[Source material — start]

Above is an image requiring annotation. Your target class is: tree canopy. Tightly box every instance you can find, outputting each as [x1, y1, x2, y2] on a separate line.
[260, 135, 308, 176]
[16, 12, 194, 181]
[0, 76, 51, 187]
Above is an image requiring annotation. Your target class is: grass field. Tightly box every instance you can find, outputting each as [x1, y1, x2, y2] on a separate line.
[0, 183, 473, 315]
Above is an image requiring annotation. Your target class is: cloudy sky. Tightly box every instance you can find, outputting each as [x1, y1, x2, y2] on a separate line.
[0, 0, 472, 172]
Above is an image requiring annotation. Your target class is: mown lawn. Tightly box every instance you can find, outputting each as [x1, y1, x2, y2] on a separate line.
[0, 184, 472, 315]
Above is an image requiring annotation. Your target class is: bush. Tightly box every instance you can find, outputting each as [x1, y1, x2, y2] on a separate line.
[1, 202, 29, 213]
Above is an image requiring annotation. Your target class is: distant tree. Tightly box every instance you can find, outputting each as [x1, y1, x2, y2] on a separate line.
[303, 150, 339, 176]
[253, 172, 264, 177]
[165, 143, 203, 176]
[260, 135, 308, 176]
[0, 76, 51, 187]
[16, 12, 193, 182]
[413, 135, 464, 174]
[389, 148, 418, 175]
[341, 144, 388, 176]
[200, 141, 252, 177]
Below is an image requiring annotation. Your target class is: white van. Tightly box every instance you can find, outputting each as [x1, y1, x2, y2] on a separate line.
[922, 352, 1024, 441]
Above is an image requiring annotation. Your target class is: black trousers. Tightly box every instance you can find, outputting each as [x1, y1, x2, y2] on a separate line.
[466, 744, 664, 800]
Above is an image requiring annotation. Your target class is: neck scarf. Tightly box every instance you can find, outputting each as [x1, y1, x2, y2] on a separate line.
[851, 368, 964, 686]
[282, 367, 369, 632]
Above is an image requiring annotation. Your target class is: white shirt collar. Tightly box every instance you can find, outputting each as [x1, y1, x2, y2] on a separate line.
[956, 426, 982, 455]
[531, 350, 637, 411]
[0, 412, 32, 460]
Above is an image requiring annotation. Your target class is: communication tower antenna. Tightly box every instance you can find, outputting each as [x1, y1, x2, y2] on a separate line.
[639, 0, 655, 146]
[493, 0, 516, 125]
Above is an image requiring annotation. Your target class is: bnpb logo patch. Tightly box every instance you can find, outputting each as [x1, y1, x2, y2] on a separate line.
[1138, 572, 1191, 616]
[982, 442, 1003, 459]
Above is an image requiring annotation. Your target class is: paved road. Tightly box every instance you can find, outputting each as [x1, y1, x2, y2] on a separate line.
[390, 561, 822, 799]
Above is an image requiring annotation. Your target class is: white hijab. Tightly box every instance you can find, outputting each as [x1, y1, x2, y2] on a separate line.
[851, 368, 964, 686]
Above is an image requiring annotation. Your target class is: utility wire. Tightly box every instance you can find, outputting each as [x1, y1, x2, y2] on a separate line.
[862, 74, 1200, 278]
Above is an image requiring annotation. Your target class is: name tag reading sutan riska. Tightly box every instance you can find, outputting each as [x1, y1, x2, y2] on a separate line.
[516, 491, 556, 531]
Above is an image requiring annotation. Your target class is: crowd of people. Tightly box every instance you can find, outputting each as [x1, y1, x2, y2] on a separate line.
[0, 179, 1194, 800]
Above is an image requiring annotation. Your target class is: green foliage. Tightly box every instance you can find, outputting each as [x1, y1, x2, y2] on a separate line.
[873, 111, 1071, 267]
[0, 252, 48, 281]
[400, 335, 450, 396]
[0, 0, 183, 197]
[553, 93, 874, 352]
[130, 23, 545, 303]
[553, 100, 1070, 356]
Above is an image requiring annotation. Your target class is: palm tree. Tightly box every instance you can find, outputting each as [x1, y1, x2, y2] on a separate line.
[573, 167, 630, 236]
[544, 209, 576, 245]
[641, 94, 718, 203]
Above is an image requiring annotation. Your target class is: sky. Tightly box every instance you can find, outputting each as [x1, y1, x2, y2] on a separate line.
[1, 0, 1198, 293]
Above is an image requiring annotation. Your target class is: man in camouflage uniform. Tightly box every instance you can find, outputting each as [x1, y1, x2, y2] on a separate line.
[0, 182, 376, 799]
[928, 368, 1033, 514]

[Source material — finish]

### What you are asked to do
Each line above must be printed exactly as it appears.

### Reply
Above is an image requiring annotation. Your target class is: tree canopy. Tightly box every instance you can find, outputting each as [x1, y1, x2, y2] on a separate line.
[260, 135, 308, 176]
[16, 12, 194, 181]
[0, 76, 51, 187]
Above is an image requiring annotation. Your target class is: grass field. Tightly box every instance you can find, outputting each as [x1, y1, x2, y2] on a separate line.
[0, 183, 473, 315]
Above is an image requiring annotation. Your target class is: cloudy sky. Tightly box every instance you can find, outputting each as [x1, y1, x2, y2] on a separate line.
[0, 0, 472, 172]
Above is an image requiring annotation. Your target class is: mown lawn. Tightly box every instance you can find, outputting each as [x1, y1, x2, y2] on a separate line.
[0, 184, 472, 315]
Above is an image requiring annotation. Your target class is: bush. Tightly box every instance you can find, outputting each as [x1, y1, x2, y2] on a separate line.
[1, 202, 29, 213]
Above is an image requiring annotation. Your target class is: distant tree. Tightly box every instance you can find, outputting each as [x1, y1, x2, y2] on a separate line.
[303, 150, 339, 176]
[253, 172, 264, 177]
[165, 143, 203, 176]
[260, 135, 308, 176]
[0, 76, 51, 187]
[16, 12, 193, 182]
[413, 135, 464, 174]
[389, 148, 418, 175]
[341, 144, 388, 176]
[200, 141, 252, 177]
Below is an image requiring annotation. Your target class is: white van. Tightly box every instance you can find, outputting each as [x1, y1, x2, y2] on a separate line.
[922, 352, 1024, 441]
Above is an image requiring annotation. Your target class is: black trousers. Tightly box every instance you can find, outputting each as [x1, y1, x2, y2] on a separate line.
[466, 744, 664, 800]
Above is an image requiring annotation. Your target class is: neck scarf. Tightly box every instance you can find, outputting each as [x1, y1, x2, y2] on a separate line.
[851, 368, 964, 686]
[282, 367, 369, 632]
Above is an image requiring annotation. Your target class is: white shirt collar. Tightly box every instance you can find, outputting each as [x1, y1, x2, y2] on a separate line.
[956, 426, 982, 455]
[531, 350, 637, 411]
[0, 412, 32, 460]
Above is an image requiring annotation. Your target class is: communication tower antenna. Tightly box every instance you can find, outputting each as [x1, y1, x2, y2] on a separate line.
[639, 0, 655, 146]
[493, 0, 516, 125]
Above is an image requiring annotation. Your target class is: bnpb logo patch. Tightly box every instance you can find, outputting each as [x1, y1, x2, y2] on a separate line.
[1138, 572, 1191, 616]
[982, 442, 1003, 459]
Above is an image requiring annotation. Your target class is: paved road. Tightly box every instance you can find, outputting each as [x1, y1, x2, y2] on a separate line.
[390, 561, 822, 799]
Above is an image requiring annotation. Your target class is: white hijab. Tightly box every instance you can find, outputting each as [x1, y1, x2, y2] on a separate line.
[851, 368, 964, 686]
Above is an image requiring annotation. Your target class is: utility wire. Tightly box every instance you can find, outputting each as [x1, y1, x2, y2] on a separate line.
[862, 74, 1200, 278]
Above is an image requiring annotation. Your target class is: name tag reading sutan riska. Tightly box every instance you can find, outputting each as [x1, y1, x2, y2] on a separate line.
[516, 491, 556, 531]
Above is an image requiring annotation. Your target class is: crowd of people. Tightly box every instance you can find, outputting each as [x1, y1, x2, y2] on a separate line.
[0, 179, 1194, 800]
Above is an image requiring annotation. Your target class is: green foliage. Tightly box every instance you can find, outputting each as [x1, y1, x2, y2] on a separate line.
[873, 111, 1071, 267]
[0, 252, 48, 281]
[400, 335, 450, 396]
[0, 0, 183, 197]
[553, 93, 874, 352]
[130, 23, 545, 303]
[553, 100, 1070, 356]
Above is an image requiring annotation. Your target class is: palm tree. Tightly box every instance you can find, outputting each as [x1, y1, x2, y2] on a separate line.
[573, 167, 630, 236]
[544, 209, 576, 245]
[641, 94, 718, 203]
Above is an image requiring annotation. Your target class is: sky. Tightly box every instance you can find, outputting each as [x1, y1, x2, y2] on a separate line.
[1, 0, 1198, 293]
Above is an image requiring annotation. Your target class is: man in camouflage uniform. Tightly box every instance you can find, outputting each as [x1, y1, x2, y2] on a separate line.
[0, 182, 376, 799]
[928, 368, 1033, 514]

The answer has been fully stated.